## EXERCISE REQUIREMENTS
Return every line of the entries that contains the word "bowl".

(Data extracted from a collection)
■ ■ ■ ■ ■
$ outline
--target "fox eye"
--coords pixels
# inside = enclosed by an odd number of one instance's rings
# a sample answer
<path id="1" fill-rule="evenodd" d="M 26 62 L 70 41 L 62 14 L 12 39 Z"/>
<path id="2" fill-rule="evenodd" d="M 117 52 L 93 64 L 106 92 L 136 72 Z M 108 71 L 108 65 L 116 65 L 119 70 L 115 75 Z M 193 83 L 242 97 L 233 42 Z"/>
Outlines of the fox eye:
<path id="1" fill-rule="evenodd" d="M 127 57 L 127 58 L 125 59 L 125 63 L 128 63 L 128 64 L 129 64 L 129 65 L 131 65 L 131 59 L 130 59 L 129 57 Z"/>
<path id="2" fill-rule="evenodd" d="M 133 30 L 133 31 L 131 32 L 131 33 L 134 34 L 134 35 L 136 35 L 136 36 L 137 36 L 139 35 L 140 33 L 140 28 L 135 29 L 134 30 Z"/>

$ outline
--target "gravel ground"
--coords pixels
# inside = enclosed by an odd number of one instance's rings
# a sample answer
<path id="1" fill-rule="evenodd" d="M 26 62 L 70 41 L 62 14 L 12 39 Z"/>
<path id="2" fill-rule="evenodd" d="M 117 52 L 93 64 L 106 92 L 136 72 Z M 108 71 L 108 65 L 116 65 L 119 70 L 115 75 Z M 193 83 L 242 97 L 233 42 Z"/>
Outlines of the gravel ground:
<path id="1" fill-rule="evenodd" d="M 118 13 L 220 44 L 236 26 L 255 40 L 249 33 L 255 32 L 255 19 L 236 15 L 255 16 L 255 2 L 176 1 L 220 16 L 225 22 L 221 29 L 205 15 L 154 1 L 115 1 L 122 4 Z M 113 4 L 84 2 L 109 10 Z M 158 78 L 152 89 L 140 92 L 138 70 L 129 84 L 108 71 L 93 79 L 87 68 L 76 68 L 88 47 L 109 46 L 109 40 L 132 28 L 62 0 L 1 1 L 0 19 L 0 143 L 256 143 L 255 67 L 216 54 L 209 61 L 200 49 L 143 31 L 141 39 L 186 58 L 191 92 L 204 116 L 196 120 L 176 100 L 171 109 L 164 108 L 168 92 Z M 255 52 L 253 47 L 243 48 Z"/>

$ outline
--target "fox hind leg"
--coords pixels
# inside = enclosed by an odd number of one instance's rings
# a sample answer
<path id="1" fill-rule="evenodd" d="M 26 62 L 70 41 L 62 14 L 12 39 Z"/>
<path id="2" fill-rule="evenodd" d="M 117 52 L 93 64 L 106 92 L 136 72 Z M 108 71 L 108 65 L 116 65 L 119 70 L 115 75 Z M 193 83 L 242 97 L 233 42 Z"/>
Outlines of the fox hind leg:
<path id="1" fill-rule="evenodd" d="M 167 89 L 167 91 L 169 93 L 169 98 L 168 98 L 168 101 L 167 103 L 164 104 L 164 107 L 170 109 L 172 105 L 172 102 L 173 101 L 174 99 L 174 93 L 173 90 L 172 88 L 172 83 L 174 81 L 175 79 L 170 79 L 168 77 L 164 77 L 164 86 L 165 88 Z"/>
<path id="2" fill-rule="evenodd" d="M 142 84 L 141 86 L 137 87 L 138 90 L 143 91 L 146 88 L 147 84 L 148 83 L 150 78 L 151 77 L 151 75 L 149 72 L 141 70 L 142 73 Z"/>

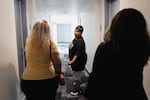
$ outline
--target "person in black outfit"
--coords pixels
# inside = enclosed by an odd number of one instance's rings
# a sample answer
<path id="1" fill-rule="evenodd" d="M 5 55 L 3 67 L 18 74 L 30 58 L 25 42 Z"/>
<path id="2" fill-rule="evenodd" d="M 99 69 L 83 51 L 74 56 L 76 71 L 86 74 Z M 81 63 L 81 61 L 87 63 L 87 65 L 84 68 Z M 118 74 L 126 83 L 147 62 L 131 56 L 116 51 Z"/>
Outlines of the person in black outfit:
<path id="1" fill-rule="evenodd" d="M 81 73 L 85 69 L 85 64 L 87 60 L 85 42 L 82 37 L 83 27 L 78 25 L 75 28 L 75 38 L 69 46 L 69 61 L 68 64 L 71 65 L 73 71 L 73 79 L 75 80 L 75 90 L 70 94 L 75 96 L 81 94 L 82 90 L 80 88 Z"/>
<path id="2" fill-rule="evenodd" d="M 133 8 L 122 9 L 96 50 L 82 100 L 148 100 L 143 69 L 149 56 L 144 16 Z"/>

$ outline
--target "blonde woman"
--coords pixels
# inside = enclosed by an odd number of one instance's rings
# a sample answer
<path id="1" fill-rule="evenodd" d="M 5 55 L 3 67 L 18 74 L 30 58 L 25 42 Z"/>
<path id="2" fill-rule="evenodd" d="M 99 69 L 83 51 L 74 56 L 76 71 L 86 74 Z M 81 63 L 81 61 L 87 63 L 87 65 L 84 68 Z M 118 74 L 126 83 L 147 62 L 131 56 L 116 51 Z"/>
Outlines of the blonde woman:
<path id="1" fill-rule="evenodd" d="M 61 60 L 57 46 L 50 38 L 47 21 L 35 23 L 26 40 L 25 54 L 26 67 L 22 75 L 21 89 L 27 100 L 55 100 Z M 54 65 L 59 71 L 55 71 Z"/>

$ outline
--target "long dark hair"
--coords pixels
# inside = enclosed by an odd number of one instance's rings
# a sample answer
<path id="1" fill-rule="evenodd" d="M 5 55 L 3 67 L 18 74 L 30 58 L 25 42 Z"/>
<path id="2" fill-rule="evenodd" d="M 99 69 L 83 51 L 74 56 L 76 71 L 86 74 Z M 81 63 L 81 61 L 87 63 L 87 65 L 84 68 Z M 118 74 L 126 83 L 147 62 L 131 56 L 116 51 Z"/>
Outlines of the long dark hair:
<path id="1" fill-rule="evenodd" d="M 150 37 L 143 14 L 133 8 L 119 11 L 113 18 L 104 40 L 125 50 L 144 64 L 150 56 Z"/>

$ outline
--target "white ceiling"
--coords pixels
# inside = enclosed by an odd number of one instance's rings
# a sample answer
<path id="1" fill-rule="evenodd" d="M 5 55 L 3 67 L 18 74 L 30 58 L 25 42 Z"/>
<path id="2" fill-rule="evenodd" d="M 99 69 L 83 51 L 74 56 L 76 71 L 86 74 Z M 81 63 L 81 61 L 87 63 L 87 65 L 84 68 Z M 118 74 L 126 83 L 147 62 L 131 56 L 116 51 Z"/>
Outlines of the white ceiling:
<path id="1" fill-rule="evenodd" d="M 37 9 L 56 14 L 79 14 L 94 0 L 36 0 Z"/>

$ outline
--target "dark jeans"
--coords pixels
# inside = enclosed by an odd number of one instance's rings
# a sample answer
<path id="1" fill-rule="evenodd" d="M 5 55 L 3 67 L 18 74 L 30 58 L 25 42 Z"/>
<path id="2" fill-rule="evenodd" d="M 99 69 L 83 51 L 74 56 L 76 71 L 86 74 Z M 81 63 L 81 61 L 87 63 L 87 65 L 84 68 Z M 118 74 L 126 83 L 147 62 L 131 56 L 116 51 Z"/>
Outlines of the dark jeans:
<path id="1" fill-rule="evenodd" d="M 55 100 L 59 78 L 21 80 L 21 89 L 27 100 Z"/>

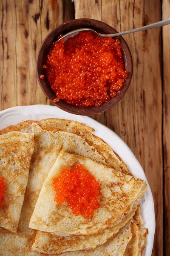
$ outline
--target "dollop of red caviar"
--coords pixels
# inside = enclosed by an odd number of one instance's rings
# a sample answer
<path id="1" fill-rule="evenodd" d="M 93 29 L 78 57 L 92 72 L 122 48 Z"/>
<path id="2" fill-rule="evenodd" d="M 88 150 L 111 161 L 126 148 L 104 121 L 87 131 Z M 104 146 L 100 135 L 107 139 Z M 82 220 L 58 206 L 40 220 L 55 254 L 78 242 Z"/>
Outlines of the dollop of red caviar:
<path id="1" fill-rule="evenodd" d="M 1 208 L 1 202 L 3 198 L 3 193 L 5 188 L 5 178 L 0 178 L 0 209 Z"/>
<path id="2" fill-rule="evenodd" d="M 66 201 L 76 216 L 90 218 L 94 215 L 94 209 L 100 207 L 97 200 L 99 184 L 82 165 L 62 170 L 53 183 L 56 192 L 54 201 L 60 203 Z"/>
<path id="3" fill-rule="evenodd" d="M 114 97 L 128 73 L 119 39 L 80 32 L 54 44 L 47 55 L 47 77 L 56 102 L 99 106 Z"/>

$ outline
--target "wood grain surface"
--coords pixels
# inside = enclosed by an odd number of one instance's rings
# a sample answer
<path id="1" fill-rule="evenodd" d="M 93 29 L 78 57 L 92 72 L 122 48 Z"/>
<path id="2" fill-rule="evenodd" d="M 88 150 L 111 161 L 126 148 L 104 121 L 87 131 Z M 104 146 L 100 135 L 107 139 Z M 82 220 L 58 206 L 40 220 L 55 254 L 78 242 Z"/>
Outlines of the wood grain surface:
<path id="1" fill-rule="evenodd" d="M 91 18 L 120 32 L 170 16 L 169 0 L 0 3 L 0 111 L 49 104 L 36 78 L 36 56 L 46 35 L 64 21 Z M 131 85 L 116 106 L 93 117 L 125 142 L 144 169 L 155 202 L 154 256 L 170 255 L 170 29 L 165 26 L 124 37 L 133 61 Z"/>

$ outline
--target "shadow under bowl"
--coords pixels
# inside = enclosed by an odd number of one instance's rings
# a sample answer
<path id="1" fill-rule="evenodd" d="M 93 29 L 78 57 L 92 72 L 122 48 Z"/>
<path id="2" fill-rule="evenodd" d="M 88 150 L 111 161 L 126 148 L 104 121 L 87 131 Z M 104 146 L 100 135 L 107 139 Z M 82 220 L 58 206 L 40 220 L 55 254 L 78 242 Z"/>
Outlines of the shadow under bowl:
■ ■ ■ ■ ■
## RESPONSE BELOW
--target "shadow under bowl"
Outlines of the shadow under bowl:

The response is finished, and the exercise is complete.